» Challenge
Copy the listing below word for word, leaving out the pictures.

[start]

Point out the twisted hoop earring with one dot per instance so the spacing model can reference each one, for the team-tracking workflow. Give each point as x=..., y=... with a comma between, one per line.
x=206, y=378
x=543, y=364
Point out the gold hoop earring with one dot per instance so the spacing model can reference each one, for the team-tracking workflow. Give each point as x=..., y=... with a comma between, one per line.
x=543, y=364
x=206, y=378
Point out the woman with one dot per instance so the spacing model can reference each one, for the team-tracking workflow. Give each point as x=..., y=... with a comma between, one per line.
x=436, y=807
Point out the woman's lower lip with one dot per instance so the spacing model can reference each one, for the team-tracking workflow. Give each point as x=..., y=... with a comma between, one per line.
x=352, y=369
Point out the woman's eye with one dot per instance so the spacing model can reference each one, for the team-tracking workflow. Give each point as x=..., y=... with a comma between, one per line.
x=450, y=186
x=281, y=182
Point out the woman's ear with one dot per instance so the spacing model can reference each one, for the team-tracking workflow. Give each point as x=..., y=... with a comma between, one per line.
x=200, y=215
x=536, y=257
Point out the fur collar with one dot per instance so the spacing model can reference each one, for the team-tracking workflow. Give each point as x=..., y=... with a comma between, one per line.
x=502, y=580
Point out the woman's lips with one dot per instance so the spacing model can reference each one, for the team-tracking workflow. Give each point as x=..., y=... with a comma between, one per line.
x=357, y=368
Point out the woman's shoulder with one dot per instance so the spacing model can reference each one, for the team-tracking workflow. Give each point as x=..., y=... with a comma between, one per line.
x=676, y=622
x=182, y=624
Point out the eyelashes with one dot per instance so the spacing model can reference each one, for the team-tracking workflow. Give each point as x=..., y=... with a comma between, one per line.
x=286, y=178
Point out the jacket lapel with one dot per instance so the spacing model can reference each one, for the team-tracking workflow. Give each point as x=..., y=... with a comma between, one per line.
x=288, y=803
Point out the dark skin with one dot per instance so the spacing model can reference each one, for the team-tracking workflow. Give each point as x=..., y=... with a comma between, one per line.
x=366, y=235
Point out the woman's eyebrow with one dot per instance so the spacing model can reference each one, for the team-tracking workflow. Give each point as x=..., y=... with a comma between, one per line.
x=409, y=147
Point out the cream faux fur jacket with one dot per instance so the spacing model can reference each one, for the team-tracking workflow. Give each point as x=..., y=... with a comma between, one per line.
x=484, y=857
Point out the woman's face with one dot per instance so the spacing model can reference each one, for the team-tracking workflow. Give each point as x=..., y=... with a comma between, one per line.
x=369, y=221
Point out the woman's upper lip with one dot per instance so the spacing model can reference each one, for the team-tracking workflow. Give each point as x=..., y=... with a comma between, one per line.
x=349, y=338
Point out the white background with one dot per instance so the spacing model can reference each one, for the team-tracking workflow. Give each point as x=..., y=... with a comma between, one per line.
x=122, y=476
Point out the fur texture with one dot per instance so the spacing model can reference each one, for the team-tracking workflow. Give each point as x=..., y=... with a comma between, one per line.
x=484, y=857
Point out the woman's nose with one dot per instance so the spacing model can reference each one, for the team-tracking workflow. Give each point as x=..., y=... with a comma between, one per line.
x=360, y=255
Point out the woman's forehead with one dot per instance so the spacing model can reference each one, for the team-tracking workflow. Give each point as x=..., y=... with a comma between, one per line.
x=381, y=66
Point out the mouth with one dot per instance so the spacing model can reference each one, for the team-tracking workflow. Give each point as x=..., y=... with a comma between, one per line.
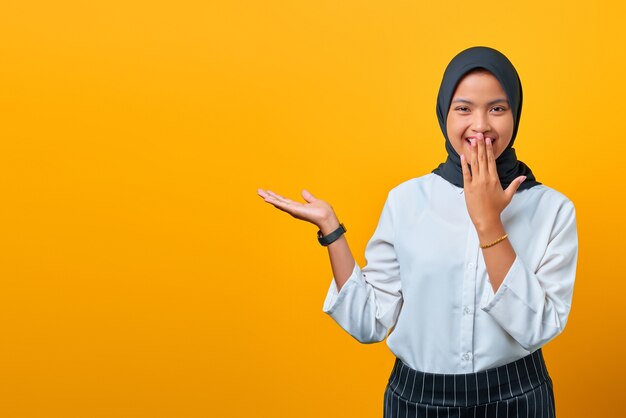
x=493, y=140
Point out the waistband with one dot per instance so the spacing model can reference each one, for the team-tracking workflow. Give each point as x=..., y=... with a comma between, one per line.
x=455, y=390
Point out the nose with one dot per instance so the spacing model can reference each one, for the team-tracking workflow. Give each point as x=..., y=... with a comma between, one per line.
x=480, y=122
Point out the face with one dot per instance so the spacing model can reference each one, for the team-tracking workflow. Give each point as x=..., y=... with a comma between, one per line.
x=479, y=106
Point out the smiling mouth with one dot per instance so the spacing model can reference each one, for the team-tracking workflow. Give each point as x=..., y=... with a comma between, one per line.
x=493, y=140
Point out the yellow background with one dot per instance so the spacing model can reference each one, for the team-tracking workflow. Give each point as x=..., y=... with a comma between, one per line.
x=141, y=275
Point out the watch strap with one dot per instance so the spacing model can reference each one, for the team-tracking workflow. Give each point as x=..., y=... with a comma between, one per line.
x=326, y=240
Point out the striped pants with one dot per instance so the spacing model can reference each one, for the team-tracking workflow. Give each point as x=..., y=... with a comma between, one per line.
x=522, y=389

[end]

» Solution
Point out the twisted hoop earring with one dot per instance so the spacing model can reference each one, for the team-tracking workflow. Give each point as x=..., y=... with a comma between, one per line.
x=206, y=378
x=543, y=364
Point out the gold hoop earring with one dot per instance so the spacing model can reference each one, for the team-tracking workflow. Give each point as x=..., y=... with a comma between, one per line.
x=543, y=364
x=206, y=378
Point out the woman with one dot per instance so the spacing model can reference each one, for the team-tracking workflow. Give each point as x=..., y=... with a comma between, one per line.
x=436, y=807
Point out the woman's lower lip with one dot per instance so the spacing model can reference each one, for the team-tracking workflow. Give each point as x=..., y=... with a comma between, one per line.
x=352, y=369
Point out the woman's eye with one dot per instance so the spacing model can reference each one, for the team-tracking workflow. Give each point as x=..., y=... with a comma between, one per line.
x=450, y=186
x=281, y=182
Point out the woman's ear with one dot per instance so the spacing model can reference each one, for the team-tracking workflow. Give each point as x=..., y=... with a comma between, one per line.
x=200, y=215
x=536, y=257
Point out the fur collar with one dot per instance so the spacing model can reference each one, for the team-tracking workflow. Give each point as x=..., y=... with a comma between, one per line.
x=502, y=580
Point out the woman's lips with one dot per instance so the spacing model can reference each one, for the team-tracking workflow. Give each point as x=..., y=... with a comma between, one per line.
x=357, y=368
Point out the woman's shoulder with one dot per instance so the spacing model can reference each one, for the team-tracking workflow. Give each point as x=..., y=... with a comma between, one per line.
x=676, y=622
x=182, y=624
Point out the eyelashes with one dot per instance so the spacing model can reference each one, for the team-tracking workflow. Give each point as x=..., y=... with a comma between, one per line.
x=286, y=178
Point out the jacket lapel with one dot per instance so the spacing model can reference each one, for the team-tracking workflow. Give each point as x=..., y=... with a comma between, one per line.
x=288, y=803
Point out the dark skin with one dot per instance so the spacing model can reference each one, for the team-tracking workflow. Give each point as x=..., y=... with a comma between, one per line.
x=366, y=235
Point out the woman's eyebrow with one dot per instance so the spacing model can reference each one, for the team-tracking workflow. Give each point as x=..., y=... with a comma between, one per line.
x=409, y=147
Point out the cream faux fur jacket with one dot per instance so the spacing model can reference each one, for the team-tracking workflow. Give each point as x=..., y=... with a comma between, one per line.
x=484, y=857
Point out the woman's face with one dot per instance so the spacing model can reference each one, for the team-tracking workflow. Give each point as x=..., y=... with a comma between, one per line.
x=369, y=221
Point out the woman's upper lip with one dot per instance so the spacing model can reference each one, for the team-tracking workflow. Give each point as x=..., y=... with a comma between, one per line.
x=349, y=338
Point out the white background with one dot per instance so the spacing model can reference each one, for the team-tracking workflow. Give each point as x=..., y=... with a comma between, one per line.
x=122, y=476
Point out the fur texture with one dot per instance so the spacing model can reference each one, for the team-tracking workflow. Give each point as x=..., y=... with a comma between, one per line.
x=484, y=857
Point out the woman's nose with one dot per instance so the spacing model can reference each one, for the team-tracking workflow. Give each point as x=..., y=... with a comma between, one per line.
x=360, y=255
Point out the woman's forehead with one dot per instance so the spacing model can reference each one, for the team-tracking workflow. Give each point as x=..., y=... with a comma between, one per line.
x=381, y=66
Point out the mouth with one dot per instance so the spacing model can reference each one, for the team-tracking workflow. Give each point as x=..., y=... with a comma between, one per line.
x=493, y=140
Point out the waistband with one dot per instance so the spacing model can reference each one, for the team-tracking workflow. Give each point as x=..., y=... with a comma between, one per line.
x=455, y=390
Point out the nose with one dot per instance so the spacing model can reference each one, for the team-tracking workflow. Give each point as x=..., y=... with a comma between, one per line.
x=480, y=122
Point out the face with one dot per instance so the spacing model can reference each one, for the team-tracking workflow. Give each point as x=..., y=... with a comma between, one per line.
x=479, y=106
Point out the smiling mouth with one dot per instance so the spacing model can reference each one, for the team-tracking workflow. Give each point as x=..., y=... with a comma between, one per line.
x=493, y=140
Point out the yellow background with one dot per instance so the spacing model can reference each one, for the team-tracking workflow. Give each point as x=..., y=... with a comma between, one per line.
x=141, y=275
Point out the watch strap with one dot per instance so the spacing model can reference each one, for the team-tracking workflow. Give each point as x=..., y=... with a comma between, one per line.
x=326, y=240
Point out the striped pants with one dot per instance so the spacing model can reference each one, for the team-tracking workflow. Give each point as x=..., y=... with a comma between, one per line.
x=522, y=389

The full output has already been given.